« Était-ce possible qu'on se tuât à une si dure besogne dans ces ténèbres mortelles, et qu’on n’y gagnât même pas les quelques sous du pain quotidien ? »
Émile Zola. Germinal
Lors du Challenge AZ de 2022, nous avons évoqué sur ce blog l’histoire des mines de charbon de Saint-Laurs. Les accidents y furent nombreux. Georges MORISSET fut une des nombreuses victimes.
George est un lointain descendant de mes ancêtres. Il naît en 1864 à Saint-Laurs d’un père mineur. Dans ce village et à cette époque, les hommes vont à la mine. Devenu adulte, Georges suit les traces de son père. En 1888, à l’âge de 24 ans, il épouse Marie BONNEAU, une servante du village originaire de la proche Vendée. Très vite, la famille s’agrandit avec les naissances de Georgette en 1889 puis d’Henri en 1891.
Sa vie s’achève dans la nuit du 13 au 14 janvier 1892. À 23 heures, Georges meurt au fond du puits Sainte-Claire où il travaille. Selon le procès-verbal dressé après l’accident, il semble que le décès soit dû à l’asphyxie. On déplore ce jour-là une seconde victime, Pierre GOGNARD, âgé de 17 ans. Georges quant à lui n’avait que 27 ans. Il laisse une jeune veuve et deux petits enfants.
On peut noter que le registre ne mentionne pas la cause des deux décès. Pour trouver l’explication, il faut se tourner vers les procès-verbaux dressés par les autorités. On y découvre ce qui s’est passé et qui est confirmé par la presse dans les jours qui suivent l’accident.
« Les deux victimes de l’accident sont les nommés Morisset Georges, ouvrier mineur âgé de 28 ans, marié, un enfant (sic) ; et Gognard, manœuvre âgé de 17 ans […] Bonnet ne voyant pas venir à l’heure ordinaire Morisset et son mousse s’est inquiété le premier, il alla frapper avec son outil au bas de la cheminée. N’entendant aucune réponse, il monta et trouva Morisset et Gognard morts. Morisset était étendu sur le dos, la tête à la hauteur de l’éboulis, comme s’il était tombé à la renverse ; Gognard couché sur le ventre, la tête dans le charbon, les bras étendus en croix dans l’éboulis […] Les deux corps et surtout celui du mousse étaient encore chauds. A l’appel de Bonnet, Brisard et les 3 autres ouvriers montèrent dans la cheminée, ils descendirent les deux corps qui furent remontés au jour. […] On essaya en vain de ranimer les deux victimes en pratiquant la respiration artificielle, le médecin prévenu aussitôt et qui arriva à 4 heures ne put que constater le décès qu’il attribua, sur l’indication et d’après la première idée des exploitants à une asphyxie produite probablement par l’acide carbonique.«
L’enquête menée par l’ingénieur des mines LAURENT arrive à une toute autre conclusion que celle qui aurait arrangé les exploitants. Les conditions du chantier étaient très mauvaises. Le décès ne serait pas dû à l’acide carbonique ou au grisou mais vraisemblablement à une absence d’aération dans la cheminée en cul-de-sac où travaillait les deux hommes. Selon l’auteur du procès verbal, l’ingénieur de la mine et le maître-mineur mériteraient d’être blâmés mais, comme aucun accident ne s’était jamais produit jusqu’à présent, on considère que c’est une circonstance atténuante et on dégage leur responsabilité. On signifie toutefois aux exploitants qu’il serait nécessaire dorénavant d’installer des tuyaux d’aérage avec ventilateur dans de tels lieux.

=======

**Activité:**
Recopiez, dans le texte sur la mort de Georges Morisset, le passage qui commence par « George est un » et va jusqu'à « deux petits enfants. ». Vous n'avez pas besoin des enregistrements.

=======

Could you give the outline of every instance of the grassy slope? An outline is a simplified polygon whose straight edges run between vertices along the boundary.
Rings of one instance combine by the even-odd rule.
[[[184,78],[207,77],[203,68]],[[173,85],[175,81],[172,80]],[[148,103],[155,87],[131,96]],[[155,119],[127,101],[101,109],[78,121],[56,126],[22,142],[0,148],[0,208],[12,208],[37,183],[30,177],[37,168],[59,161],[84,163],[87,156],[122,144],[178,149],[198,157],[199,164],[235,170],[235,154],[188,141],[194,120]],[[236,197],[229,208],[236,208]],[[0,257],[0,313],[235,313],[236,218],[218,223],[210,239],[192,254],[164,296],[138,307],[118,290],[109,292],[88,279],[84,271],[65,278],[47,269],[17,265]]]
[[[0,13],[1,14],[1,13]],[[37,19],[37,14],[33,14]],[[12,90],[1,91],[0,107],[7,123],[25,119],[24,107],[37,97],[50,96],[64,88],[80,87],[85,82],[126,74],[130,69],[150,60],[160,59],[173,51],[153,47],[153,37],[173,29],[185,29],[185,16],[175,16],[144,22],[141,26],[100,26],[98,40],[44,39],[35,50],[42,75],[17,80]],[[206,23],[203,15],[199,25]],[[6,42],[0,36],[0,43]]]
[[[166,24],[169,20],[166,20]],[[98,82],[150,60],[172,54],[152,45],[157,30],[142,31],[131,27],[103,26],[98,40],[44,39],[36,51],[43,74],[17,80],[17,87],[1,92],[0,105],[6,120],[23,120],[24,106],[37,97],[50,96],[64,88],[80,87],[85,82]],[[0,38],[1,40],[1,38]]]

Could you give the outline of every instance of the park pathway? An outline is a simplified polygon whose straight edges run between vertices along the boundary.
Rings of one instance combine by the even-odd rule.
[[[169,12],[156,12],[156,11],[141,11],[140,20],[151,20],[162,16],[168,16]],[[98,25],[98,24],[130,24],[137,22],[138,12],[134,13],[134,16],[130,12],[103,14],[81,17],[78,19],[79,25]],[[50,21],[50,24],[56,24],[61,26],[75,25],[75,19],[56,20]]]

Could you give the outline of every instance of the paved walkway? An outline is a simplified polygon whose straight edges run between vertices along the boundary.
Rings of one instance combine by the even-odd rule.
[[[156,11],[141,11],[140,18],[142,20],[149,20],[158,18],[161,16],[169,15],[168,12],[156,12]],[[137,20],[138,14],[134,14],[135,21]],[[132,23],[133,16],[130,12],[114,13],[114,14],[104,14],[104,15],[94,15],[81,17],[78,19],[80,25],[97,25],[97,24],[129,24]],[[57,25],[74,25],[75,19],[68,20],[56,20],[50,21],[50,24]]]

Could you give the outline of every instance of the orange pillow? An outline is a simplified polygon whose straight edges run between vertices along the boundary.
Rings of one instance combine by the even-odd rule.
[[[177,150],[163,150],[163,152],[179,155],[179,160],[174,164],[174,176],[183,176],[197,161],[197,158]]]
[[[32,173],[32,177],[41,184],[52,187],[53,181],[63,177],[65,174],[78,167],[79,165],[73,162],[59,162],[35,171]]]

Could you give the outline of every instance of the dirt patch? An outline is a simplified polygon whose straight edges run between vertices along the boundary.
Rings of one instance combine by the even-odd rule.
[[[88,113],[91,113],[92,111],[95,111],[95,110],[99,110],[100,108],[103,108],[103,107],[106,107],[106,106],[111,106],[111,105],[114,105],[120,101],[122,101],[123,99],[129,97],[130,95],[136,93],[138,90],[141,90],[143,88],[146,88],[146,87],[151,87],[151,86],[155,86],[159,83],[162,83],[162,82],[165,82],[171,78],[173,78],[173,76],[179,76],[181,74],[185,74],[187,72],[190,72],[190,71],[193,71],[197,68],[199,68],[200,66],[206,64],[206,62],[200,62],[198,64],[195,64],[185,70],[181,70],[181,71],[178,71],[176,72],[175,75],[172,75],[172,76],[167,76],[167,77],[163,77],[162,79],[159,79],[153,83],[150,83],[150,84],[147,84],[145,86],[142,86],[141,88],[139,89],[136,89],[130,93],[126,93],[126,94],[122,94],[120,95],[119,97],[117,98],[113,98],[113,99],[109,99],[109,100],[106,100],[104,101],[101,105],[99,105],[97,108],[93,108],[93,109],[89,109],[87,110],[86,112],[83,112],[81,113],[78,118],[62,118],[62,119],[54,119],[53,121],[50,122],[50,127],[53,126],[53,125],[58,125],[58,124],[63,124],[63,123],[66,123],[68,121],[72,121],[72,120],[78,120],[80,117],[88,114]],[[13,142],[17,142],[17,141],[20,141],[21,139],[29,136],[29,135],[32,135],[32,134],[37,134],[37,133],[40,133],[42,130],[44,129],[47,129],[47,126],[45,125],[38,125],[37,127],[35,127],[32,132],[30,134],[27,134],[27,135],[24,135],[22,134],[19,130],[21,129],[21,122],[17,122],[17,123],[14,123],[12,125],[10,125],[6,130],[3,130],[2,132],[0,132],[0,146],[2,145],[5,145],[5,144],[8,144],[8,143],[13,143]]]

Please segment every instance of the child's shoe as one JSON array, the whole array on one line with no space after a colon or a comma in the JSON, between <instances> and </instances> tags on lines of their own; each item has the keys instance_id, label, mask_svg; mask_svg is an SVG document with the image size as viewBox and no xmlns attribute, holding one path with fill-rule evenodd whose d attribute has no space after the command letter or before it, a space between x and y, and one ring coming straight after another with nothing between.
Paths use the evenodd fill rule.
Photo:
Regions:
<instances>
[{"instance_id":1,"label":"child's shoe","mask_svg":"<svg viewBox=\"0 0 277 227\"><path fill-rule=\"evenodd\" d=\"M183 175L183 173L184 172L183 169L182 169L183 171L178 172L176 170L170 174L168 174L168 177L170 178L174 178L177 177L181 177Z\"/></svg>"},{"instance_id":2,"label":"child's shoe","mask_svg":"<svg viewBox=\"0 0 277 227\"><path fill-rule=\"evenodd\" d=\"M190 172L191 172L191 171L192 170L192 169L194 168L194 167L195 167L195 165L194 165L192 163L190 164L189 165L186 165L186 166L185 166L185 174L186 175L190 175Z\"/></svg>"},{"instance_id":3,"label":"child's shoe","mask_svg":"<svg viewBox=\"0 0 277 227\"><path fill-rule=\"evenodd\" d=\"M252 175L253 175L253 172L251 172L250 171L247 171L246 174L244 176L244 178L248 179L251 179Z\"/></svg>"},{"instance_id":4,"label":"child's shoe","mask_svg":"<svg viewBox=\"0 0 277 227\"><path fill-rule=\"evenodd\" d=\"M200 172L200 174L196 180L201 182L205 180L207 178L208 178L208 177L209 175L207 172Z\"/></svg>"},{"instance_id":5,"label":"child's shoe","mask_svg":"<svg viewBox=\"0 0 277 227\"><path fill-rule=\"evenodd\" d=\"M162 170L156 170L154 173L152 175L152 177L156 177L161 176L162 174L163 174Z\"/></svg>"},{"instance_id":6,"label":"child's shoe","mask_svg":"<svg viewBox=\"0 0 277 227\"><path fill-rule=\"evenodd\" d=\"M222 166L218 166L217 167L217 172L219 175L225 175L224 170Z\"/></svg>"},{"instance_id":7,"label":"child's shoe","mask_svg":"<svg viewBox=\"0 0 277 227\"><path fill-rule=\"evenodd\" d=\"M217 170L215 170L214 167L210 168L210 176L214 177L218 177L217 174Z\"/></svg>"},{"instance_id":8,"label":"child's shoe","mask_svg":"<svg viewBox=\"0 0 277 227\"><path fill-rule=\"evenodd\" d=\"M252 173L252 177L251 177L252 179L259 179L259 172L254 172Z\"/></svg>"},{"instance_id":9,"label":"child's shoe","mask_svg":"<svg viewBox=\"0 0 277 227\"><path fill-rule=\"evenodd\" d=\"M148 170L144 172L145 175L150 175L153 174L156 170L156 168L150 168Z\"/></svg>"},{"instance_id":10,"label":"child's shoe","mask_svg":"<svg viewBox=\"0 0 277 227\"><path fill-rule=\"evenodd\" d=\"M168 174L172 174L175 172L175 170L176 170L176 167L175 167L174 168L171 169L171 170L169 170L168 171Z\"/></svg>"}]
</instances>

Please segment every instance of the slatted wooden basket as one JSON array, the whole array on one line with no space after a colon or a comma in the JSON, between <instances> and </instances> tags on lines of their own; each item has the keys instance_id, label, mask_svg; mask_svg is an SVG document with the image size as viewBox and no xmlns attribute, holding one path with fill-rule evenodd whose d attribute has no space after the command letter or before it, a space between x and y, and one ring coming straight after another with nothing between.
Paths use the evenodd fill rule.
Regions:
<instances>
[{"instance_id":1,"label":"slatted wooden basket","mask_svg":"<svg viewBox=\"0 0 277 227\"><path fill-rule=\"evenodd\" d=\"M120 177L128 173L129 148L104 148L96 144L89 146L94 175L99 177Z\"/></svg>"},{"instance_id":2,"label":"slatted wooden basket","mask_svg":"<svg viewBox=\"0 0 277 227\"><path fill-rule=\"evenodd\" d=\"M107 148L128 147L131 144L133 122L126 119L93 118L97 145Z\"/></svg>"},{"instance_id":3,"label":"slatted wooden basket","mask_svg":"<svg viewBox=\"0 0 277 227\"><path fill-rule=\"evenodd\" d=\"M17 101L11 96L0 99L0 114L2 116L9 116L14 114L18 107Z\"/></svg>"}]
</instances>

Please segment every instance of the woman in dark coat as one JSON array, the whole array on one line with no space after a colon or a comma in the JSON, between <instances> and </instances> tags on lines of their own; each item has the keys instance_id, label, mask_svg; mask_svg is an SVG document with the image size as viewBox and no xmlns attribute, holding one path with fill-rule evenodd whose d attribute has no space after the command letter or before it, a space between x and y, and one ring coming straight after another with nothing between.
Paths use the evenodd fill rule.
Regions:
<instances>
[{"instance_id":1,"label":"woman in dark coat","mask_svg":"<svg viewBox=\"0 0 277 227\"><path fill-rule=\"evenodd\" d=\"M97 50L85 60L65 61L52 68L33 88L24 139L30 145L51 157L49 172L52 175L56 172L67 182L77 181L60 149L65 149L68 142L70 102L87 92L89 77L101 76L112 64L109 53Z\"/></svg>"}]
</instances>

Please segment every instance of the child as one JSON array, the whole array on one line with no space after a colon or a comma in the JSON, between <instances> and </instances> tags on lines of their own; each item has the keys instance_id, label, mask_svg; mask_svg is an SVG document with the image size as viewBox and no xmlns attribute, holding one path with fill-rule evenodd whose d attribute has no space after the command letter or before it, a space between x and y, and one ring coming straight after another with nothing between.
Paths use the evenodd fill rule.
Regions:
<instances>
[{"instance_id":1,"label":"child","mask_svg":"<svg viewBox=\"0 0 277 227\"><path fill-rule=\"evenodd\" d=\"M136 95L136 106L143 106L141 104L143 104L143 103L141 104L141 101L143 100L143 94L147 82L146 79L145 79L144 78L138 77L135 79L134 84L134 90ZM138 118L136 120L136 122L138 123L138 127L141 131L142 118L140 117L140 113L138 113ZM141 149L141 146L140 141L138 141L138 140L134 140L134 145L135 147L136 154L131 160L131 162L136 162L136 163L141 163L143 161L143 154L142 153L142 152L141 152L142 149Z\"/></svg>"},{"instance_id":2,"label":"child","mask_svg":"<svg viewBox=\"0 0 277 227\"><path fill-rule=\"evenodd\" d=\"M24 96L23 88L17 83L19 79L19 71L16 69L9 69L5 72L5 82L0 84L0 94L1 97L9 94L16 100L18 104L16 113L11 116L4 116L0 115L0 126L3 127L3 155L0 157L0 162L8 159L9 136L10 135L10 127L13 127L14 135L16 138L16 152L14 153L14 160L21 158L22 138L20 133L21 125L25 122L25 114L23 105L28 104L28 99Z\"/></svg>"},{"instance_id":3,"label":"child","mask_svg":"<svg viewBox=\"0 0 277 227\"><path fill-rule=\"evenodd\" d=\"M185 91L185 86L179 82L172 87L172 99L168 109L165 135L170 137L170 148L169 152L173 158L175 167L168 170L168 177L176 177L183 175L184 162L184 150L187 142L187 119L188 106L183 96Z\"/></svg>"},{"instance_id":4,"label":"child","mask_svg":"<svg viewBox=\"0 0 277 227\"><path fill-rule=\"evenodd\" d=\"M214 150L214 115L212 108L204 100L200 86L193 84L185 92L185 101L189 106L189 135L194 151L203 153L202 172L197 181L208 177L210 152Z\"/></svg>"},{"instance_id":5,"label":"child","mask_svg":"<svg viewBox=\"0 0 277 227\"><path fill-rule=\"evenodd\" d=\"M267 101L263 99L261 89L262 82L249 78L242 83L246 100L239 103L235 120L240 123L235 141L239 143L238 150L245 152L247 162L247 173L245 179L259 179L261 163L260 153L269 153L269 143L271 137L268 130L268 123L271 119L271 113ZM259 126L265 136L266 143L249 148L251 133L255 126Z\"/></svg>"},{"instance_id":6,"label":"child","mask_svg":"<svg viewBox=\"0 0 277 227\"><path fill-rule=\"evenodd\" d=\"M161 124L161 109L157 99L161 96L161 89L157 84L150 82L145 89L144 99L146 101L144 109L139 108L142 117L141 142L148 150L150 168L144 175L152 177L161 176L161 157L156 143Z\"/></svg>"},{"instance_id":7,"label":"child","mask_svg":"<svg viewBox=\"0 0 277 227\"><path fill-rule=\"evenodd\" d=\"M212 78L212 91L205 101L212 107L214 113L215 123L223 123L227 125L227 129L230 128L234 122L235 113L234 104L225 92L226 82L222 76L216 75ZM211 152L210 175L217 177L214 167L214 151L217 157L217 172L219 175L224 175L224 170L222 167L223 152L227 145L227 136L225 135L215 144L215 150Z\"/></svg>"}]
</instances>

=======

**Réponse:**
George est un lointain descendant de mes ancêtres. Il naît en 1864 à Saint-Laurs d’un père mineur. Dans ce village et à cette époque, les hommes vont à la mine. Devenu adulte, Georges suit les traces de son père. En 1888, à l’âge de 24 ans, il épouse Marie BONNEAU, une servante du village originaire de la proche Vendée. Très vite, la famille s’agrandit avec les naissances de Georgette en 1889 puis d’Henri en 1891.
Sa vie s’achève dans la nuit du 13 au 14 janvier 1892. À 23 heures, Georges meurt au fond du puits Sainte-Claire où il travaille. Selon le procès-verbal dressé après l’accident, il semble que le décès soit dû à l’asphyxie. On déplore ce jour-là une seconde victime, Pierre GOGNARD, âgé de 17 ans. Georges quant à lui n’avait que 27 ans. Il laisse une jeune veuve et deux petits enfants.